=== WHAT THIS TASK INVOLVES ===
Every line of the data below is to be written out again exactly.

=== RECORDS ===
═══

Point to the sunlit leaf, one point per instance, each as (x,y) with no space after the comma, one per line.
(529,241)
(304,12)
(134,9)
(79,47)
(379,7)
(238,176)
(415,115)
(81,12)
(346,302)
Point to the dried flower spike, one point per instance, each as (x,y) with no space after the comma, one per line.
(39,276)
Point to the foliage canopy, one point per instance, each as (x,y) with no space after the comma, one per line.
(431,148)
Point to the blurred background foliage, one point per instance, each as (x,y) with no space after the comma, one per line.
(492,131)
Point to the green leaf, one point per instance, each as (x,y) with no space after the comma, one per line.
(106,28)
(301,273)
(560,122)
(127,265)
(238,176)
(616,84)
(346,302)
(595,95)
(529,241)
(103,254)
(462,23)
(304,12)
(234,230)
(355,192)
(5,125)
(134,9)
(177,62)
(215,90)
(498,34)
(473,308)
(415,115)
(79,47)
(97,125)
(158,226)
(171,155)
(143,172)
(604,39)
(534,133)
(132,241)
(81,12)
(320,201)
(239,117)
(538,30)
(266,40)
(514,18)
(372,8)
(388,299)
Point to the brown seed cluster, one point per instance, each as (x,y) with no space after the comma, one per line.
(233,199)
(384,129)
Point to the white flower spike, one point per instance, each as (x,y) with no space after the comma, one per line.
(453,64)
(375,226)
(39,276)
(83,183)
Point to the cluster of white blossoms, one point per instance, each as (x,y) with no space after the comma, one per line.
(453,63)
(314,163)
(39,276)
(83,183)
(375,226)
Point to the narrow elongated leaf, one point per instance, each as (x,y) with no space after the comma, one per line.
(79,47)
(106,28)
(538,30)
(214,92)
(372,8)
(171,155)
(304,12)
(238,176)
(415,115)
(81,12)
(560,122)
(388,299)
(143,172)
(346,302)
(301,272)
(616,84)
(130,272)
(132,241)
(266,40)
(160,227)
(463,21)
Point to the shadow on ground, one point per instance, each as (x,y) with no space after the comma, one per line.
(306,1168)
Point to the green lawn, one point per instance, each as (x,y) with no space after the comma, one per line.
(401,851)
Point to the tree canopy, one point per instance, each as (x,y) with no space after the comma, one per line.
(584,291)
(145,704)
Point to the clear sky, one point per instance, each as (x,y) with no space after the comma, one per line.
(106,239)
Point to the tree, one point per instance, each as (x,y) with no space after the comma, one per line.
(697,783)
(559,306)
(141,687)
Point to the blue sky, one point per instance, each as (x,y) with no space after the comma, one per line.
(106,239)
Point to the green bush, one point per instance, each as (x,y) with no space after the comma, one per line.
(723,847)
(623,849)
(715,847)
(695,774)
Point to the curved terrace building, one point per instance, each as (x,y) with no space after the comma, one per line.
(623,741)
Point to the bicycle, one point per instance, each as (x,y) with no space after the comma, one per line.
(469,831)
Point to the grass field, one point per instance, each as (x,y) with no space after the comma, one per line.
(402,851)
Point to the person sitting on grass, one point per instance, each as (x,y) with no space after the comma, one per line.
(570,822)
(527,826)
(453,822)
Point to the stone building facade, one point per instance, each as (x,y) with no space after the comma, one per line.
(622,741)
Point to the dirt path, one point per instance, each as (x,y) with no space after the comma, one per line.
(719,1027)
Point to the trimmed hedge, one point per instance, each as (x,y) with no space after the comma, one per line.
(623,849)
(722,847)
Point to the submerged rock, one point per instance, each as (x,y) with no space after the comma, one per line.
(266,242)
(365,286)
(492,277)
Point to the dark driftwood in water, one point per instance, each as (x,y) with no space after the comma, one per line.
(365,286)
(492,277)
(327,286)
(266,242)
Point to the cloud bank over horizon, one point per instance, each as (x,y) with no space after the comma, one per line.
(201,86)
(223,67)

═══

=== ANSWER BELOW ===
Point to the sunlit leaf, one point per instance, each as (x,y) with no space after the comma, one per line.
(529,241)
(304,12)
(134,9)
(79,47)
(379,7)
(238,176)
(415,115)
(81,12)
(346,302)
Point to the dried flower spike, one point per instance, each as (x,y) with no space after the comma, one per line.
(39,276)
Point to the foliage canopy, one point per instance, each as (x,y) with no space after the comma, one per line.
(431,148)
Point to the blurred background foliage, one point per instance, each as (x,y) with no space after the comma, one per line.
(492,131)
Point to the green leaf, one point per instance, each as (x,y) with no space after the comma, one per line.
(106,28)
(301,273)
(560,122)
(127,265)
(238,176)
(616,84)
(346,302)
(595,95)
(529,241)
(103,254)
(462,23)
(304,12)
(234,230)
(355,192)
(5,125)
(134,9)
(177,62)
(215,90)
(498,34)
(473,308)
(415,115)
(79,47)
(97,125)
(158,226)
(171,155)
(143,172)
(604,39)
(534,133)
(132,241)
(81,12)
(320,201)
(239,117)
(538,30)
(266,40)
(514,18)
(372,8)
(388,299)
Point to the brown seed cluster, one point per instance, each as (x,y) with no space after the comma, one per line.
(233,199)
(384,129)
Point to the white flower spike, one point per instance, each as (x,y) with no space after the comma, one per line.
(453,64)
(375,226)
(39,276)
(83,183)
Point to the cluster of white blossoms, one point per instance, each as (x,y) with no space after the comma, one per line.
(453,63)
(314,163)
(39,276)
(83,183)
(375,226)
Point to the narrow elongated leaf, one point per instance, each as (x,y) with no space after the comma, one per line.
(79,47)
(106,28)
(538,30)
(214,92)
(372,8)
(171,155)
(304,12)
(238,176)
(415,115)
(81,12)
(560,122)
(388,299)
(143,172)
(346,302)
(301,272)
(616,84)
(130,272)
(132,241)
(266,40)
(160,227)
(463,21)
Point to the shadow on ground, one point per instance, each as (x,y) with no space after the comma, one per line.
(306,1168)
Point to the green lawn, one point per instance, each as (x,y) with no space after the comma, one per line.
(401,851)
Point to the tree canopy, one point per instance, each as (x,y) with no space after the comma, one per line.
(584,291)
(145,704)
Point to the clear sky, one point per instance, each as (x,y) with no space after the comma, one per line.
(106,239)
Point to the tree, one point per instance, each as (x,y) with no space after the comma, one per line.
(697,783)
(559,306)
(141,687)
Point to the blue sky, one point per instance, each as (x,y) with no space after the comma, one per line.
(106,239)
Point to the green bush, one point per instance, each as (x,y) with no space after the comma, one per line.
(723,847)
(623,849)
(715,847)
(695,774)
Point to the curved terrace building, one point per instance, each as (x,y) with no space after the comma, one per line.
(623,741)
Point to the bicycle, one point per instance, each as (x,y) with no space after the comma, one per line.
(469,831)
Point to the grass field, one point per instance, each as (x,y) with no space after the comma, one per line.
(402,851)
Point to the person sitting on grass, one point per instance, each as (x,y) with no space after the comma, one per line.
(570,822)
(527,826)
(453,822)
Point to the stone building facade, one point per instance, each as (x,y) with no space after the comma, one per line.
(622,741)
Point to the dirt path, one point per instance, each as (x,y) with no space after the comma, one per line.
(719,1027)
Point to the trimmed hedge, one point per instance, each as (x,y) with no space after the comma, one per line.
(623,849)
(722,847)
Point to the submerged rock, one point per instance, each as (x,y) with no space after the comma, one per line.
(266,242)
(365,286)
(492,277)
Point to the dark driftwood in water, one point per instance, each as (x,y) with no space after the comma, one per line.
(365,286)
(492,277)
(327,286)
(266,242)
Point to the cloud bank over horizon, one point per instance, each as (x,y) with no space after the comma, one per line.
(201,86)
(223,67)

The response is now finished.